===== DATA FOR PROCESSING =====
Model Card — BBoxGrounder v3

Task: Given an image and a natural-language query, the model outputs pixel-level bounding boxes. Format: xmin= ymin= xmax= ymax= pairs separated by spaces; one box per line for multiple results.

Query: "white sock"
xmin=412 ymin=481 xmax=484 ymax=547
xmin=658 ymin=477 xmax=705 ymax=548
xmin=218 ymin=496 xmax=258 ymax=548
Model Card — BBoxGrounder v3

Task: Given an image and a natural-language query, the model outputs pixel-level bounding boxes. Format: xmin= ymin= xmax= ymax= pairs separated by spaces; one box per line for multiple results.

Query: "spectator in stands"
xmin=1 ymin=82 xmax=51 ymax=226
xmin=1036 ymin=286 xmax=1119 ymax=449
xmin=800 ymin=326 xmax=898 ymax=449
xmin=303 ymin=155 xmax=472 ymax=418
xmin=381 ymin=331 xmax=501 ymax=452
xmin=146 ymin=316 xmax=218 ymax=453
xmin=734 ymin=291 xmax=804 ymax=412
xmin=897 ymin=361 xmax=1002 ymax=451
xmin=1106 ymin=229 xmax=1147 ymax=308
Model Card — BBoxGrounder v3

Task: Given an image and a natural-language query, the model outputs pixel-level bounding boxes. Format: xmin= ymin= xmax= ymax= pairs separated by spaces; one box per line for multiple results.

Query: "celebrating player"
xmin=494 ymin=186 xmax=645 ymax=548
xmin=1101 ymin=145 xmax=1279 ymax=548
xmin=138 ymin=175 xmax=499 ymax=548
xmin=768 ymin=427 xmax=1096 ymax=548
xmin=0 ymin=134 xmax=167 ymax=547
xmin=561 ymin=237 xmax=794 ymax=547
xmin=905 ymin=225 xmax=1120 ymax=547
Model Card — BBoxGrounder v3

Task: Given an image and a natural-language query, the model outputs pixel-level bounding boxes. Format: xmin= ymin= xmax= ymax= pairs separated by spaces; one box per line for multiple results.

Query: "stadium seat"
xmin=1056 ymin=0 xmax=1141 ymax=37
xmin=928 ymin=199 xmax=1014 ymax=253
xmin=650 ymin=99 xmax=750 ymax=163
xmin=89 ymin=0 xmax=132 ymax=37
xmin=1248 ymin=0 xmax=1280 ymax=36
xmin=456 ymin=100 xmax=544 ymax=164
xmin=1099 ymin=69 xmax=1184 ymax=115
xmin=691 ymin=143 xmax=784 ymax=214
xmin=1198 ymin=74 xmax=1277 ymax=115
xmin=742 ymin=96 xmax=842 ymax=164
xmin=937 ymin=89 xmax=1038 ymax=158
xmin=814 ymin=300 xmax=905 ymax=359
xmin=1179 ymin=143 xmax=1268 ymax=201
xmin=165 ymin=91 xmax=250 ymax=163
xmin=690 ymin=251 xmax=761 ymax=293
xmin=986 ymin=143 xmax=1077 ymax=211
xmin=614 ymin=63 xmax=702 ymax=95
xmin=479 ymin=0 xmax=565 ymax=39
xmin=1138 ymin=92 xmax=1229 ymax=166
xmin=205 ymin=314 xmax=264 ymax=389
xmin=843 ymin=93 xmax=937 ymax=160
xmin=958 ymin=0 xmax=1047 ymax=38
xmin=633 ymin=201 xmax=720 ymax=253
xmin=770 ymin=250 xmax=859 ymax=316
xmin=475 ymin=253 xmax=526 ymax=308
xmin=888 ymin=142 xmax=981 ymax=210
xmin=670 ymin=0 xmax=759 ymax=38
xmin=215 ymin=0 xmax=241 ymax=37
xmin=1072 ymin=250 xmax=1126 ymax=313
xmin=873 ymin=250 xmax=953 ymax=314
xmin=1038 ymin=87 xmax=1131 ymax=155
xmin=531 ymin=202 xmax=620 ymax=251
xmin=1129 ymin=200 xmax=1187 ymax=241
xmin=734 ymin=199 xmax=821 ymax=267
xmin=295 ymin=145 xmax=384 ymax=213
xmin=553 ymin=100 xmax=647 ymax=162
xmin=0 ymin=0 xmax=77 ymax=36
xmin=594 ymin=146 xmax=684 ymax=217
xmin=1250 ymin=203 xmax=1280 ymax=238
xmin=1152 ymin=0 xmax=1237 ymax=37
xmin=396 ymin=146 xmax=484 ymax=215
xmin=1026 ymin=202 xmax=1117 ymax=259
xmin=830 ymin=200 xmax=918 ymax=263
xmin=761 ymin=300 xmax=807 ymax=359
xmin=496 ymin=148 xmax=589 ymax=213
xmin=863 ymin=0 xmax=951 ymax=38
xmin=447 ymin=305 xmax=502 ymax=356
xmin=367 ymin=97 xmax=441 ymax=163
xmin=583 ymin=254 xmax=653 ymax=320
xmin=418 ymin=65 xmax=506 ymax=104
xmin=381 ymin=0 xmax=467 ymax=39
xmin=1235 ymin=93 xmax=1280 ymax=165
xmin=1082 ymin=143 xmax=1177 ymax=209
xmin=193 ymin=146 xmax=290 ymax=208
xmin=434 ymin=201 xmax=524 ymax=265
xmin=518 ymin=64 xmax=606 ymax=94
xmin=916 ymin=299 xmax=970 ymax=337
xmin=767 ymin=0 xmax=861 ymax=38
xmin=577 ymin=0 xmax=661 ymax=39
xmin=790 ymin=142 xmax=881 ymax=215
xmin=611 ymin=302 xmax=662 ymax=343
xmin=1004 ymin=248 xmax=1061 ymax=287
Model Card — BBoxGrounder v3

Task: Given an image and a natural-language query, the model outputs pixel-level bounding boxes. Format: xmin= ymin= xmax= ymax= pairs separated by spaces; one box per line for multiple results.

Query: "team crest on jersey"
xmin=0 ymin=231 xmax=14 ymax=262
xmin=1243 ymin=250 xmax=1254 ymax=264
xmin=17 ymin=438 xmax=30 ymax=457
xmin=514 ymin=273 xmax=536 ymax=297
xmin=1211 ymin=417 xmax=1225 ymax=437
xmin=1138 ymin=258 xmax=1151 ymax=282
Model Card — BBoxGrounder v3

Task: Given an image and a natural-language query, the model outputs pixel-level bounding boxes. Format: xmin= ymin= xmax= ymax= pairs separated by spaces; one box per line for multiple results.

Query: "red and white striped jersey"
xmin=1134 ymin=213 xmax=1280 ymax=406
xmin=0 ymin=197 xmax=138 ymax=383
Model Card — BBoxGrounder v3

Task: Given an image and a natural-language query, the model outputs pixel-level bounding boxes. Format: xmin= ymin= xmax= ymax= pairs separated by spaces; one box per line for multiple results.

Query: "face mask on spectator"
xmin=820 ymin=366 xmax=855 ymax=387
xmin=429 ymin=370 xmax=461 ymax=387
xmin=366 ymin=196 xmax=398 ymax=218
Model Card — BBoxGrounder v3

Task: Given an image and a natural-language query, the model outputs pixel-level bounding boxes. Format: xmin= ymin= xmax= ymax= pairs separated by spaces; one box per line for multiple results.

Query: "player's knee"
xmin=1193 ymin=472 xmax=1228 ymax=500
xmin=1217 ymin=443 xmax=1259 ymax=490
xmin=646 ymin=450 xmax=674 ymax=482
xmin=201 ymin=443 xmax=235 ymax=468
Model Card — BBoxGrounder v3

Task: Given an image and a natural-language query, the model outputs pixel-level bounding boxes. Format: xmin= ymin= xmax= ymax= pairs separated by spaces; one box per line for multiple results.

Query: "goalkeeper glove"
=====
• [WHAT THE TASK ASKS]: An unaltered transcription of all the data above is needed.

• [OUTPUT BELOW]:
Model Card — BBoxGrounder v3

Task: Given an image and a natural-language query, the model outputs pixel-level bounding boxes. Format: xmin= ymin= xmax= ymax= pairs separated by spaces; one box per line for multiple results.

Query: "white sock"
xmin=412 ymin=481 xmax=484 ymax=547
xmin=658 ymin=477 xmax=705 ymax=548
xmin=218 ymin=496 xmax=258 ymax=548
Model Card — BBoxGrounder v3

Task: Given an image and a natural-language query, the model outputs pixel-level bounding boxes. Format: xmin= ymin= xmax= ymax= pairs separated by spaces; one box per line for multiple results.

Query: "spectator in stands"
xmin=1 ymin=82 xmax=51 ymax=226
xmin=1036 ymin=286 xmax=1119 ymax=449
xmin=800 ymin=326 xmax=898 ymax=449
xmin=303 ymin=155 xmax=472 ymax=418
xmin=381 ymin=331 xmax=501 ymax=452
xmin=146 ymin=316 xmax=218 ymax=453
xmin=734 ymin=291 xmax=804 ymax=412
xmin=897 ymin=361 xmax=1002 ymax=451
xmin=1106 ymin=229 xmax=1147 ymax=308
Model Card — BBoxGrounder v3

Task: Given an image and a natural-language query, the model outputs pixel-level bounding boxes. Format: xmin= ymin= xmax= ymax= pairs separated by spaces; one box per line for multiple results.

Query: "celebrating player"
xmin=494 ymin=186 xmax=645 ymax=548
xmin=1101 ymin=145 xmax=1279 ymax=548
xmin=138 ymin=175 xmax=499 ymax=548
xmin=768 ymin=427 xmax=1096 ymax=548
xmin=0 ymin=134 xmax=167 ymax=547
xmin=561 ymin=237 xmax=794 ymax=547
xmin=905 ymin=225 xmax=1120 ymax=547
Model Card — BBoxGrounder v3

Task: Given an image and a natural-language query, the model outputs pixel-level bounding boxes. Format: xmin= ymin= xmax= ymax= pairs separated by spaces; one box per line for multiple results.

Query: "stadium seat"
xmin=1056 ymin=0 xmax=1141 ymax=37
xmin=928 ymin=199 xmax=1014 ymax=253
xmin=650 ymin=99 xmax=750 ymax=163
xmin=89 ymin=0 xmax=132 ymax=37
xmin=1248 ymin=0 xmax=1280 ymax=36
xmin=456 ymin=100 xmax=544 ymax=164
xmin=1099 ymin=69 xmax=1184 ymax=115
xmin=691 ymin=143 xmax=784 ymax=214
xmin=1198 ymin=74 xmax=1277 ymax=115
xmin=742 ymin=96 xmax=842 ymax=164
xmin=937 ymin=89 xmax=1038 ymax=158
xmin=814 ymin=300 xmax=905 ymax=359
xmin=1179 ymin=143 xmax=1268 ymax=201
xmin=165 ymin=91 xmax=250 ymax=163
xmin=690 ymin=251 xmax=761 ymax=293
xmin=986 ymin=143 xmax=1077 ymax=211
xmin=614 ymin=63 xmax=702 ymax=95
xmin=479 ymin=0 xmax=565 ymax=39
xmin=1138 ymin=92 xmax=1229 ymax=166
xmin=205 ymin=314 xmax=264 ymax=389
xmin=843 ymin=93 xmax=937 ymax=160
xmin=958 ymin=0 xmax=1047 ymax=38
xmin=633 ymin=201 xmax=720 ymax=253
xmin=770 ymin=250 xmax=859 ymax=316
xmin=475 ymin=253 xmax=526 ymax=308
xmin=888 ymin=142 xmax=981 ymax=210
xmin=670 ymin=0 xmax=759 ymax=38
xmin=215 ymin=0 xmax=241 ymax=37
xmin=1072 ymin=250 xmax=1126 ymax=313
xmin=873 ymin=250 xmax=953 ymax=314
xmin=1038 ymin=87 xmax=1131 ymax=155
xmin=531 ymin=202 xmax=620 ymax=251
xmin=1129 ymin=200 xmax=1187 ymax=241
xmin=734 ymin=199 xmax=821 ymax=267
xmin=295 ymin=145 xmax=384 ymax=213
xmin=553 ymin=100 xmax=647 ymax=162
xmin=0 ymin=0 xmax=77 ymax=36
xmin=594 ymin=146 xmax=684 ymax=217
xmin=1250 ymin=203 xmax=1280 ymax=238
xmin=1152 ymin=0 xmax=1237 ymax=37
xmin=396 ymin=146 xmax=484 ymax=215
xmin=1026 ymin=202 xmax=1117 ymax=259
xmin=830 ymin=200 xmax=918 ymax=263
xmin=761 ymin=300 xmax=807 ymax=359
xmin=496 ymin=148 xmax=589 ymax=213
xmin=863 ymin=0 xmax=951 ymax=38
xmin=447 ymin=305 xmax=502 ymax=356
xmin=367 ymin=97 xmax=441 ymax=163
xmin=583 ymin=254 xmax=653 ymax=320
xmin=418 ymin=65 xmax=506 ymax=104
xmin=381 ymin=0 xmax=467 ymax=39
xmin=1235 ymin=93 xmax=1280 ymax=165
xmin=1082 ymin=143 xmax=1177 ymax=209
xmin=193 ymin=146 xmax=290 ymax=208
xmin=434 ymin=201 xmax=524 ymax=265
xmin=518 ymin=64 xmax=606 ymax=94
xmin=916 ymin=299 xmax=970 ymax=337
xmin=767 ymin=0 xmax=861 ymax=38
xmin=577 ymin=0 xmax=661 ymax=39
xmin=790 ymin=142 xmax=881 ymax=215
xmin=611 ymin=302 xmax=662 ymax=343
xmin=1004 ymin=248 xmax=1061 ymax=287
Model Card — BBoxGrounder v3

Task: Given an image and a natural-language query, the model outputs pixel-level bounding boxes. Format: xmin= ymin= xmax= ymax= pairs separated by spaces; one box per line for multiple results.

Query: "team crest on jersey"
xmin=0 ymin=231 xmax=14 ymax=262
xmin=1243 ymin=250 xmax=1254 ymax=264
xmin=17 ymin=438 xmax=30 ymax=457
xmin=514 ymin=273 xmax=536 ymax=297
xmin=1211 ymin=417 xmax=1225 ymax=437
xmin=1138 ymin=258 xmax=1151 ymax=282
Model Card — BBoxGrounder v3

Task: Given an image and a natural-language query, the model outputs pixel-level bounding boxes. Format: xmin= ymin= xmax= ymax= pairs separated by spaces; one box per line for multiple results.

Query: "red and white striped jersey"
xmin=1134 ymin=213 xmax=1280 ymax=406
xmin=0 ymin=197 xmax=138 ymax=383
Model Card — BBoxGrounder v3

Task: Given an image and a natural-language query, the model outputs pixel-level bounding boxes. Format: xmin= ymin= xmax= ymax= pairs separated by spaces; one box per line for multiple results.

Query: "face mask on spectator"
xmin=820 ymin=366 xmax=855 ymax=387
xmin=429 ymin=370 xmax=461 ymax=387
xmin=366 ymin=196 xmax=398 ymax=218
Model Card — BBoxGrounder v3

Task: Given an image and a natural-language query, the model outputs pixel-level bounding boxes. Format: xmin= ymin= xmax= ymax= pairs separated by spaces; one box per line for multiple results.

Query: "player's knee"
xmin=1193 ymin=472 xmax=1228 ymax=500
xmin=1217 ymin=443 xmax=1259 ymax=490
xmin=646 ymin=450 xmax=674 ymax=482
xmin=201 ymin=443 xmax=235 ymax=468
Model Card — BBoxGrounder v3

Task: Given an image and a natural-language query, the model outputs pixel-level bounding boxes. Format: xmin= ymin= xmax= ymax= pairs separated by spaces; one box per line for multiple results.

Query: "goalkeeper glove"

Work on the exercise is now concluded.